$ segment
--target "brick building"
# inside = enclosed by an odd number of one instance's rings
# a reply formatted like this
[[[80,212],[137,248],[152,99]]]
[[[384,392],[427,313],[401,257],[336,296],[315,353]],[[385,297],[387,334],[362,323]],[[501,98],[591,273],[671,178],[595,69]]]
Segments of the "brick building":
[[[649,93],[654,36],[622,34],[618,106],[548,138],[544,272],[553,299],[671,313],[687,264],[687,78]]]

****************

TASK STATEMENT – Which lines of the data above contain the string "building", matching case? Return every one of them.

COMPLETE RESPONSE –
--target "brick building"
Segments of the "brick building":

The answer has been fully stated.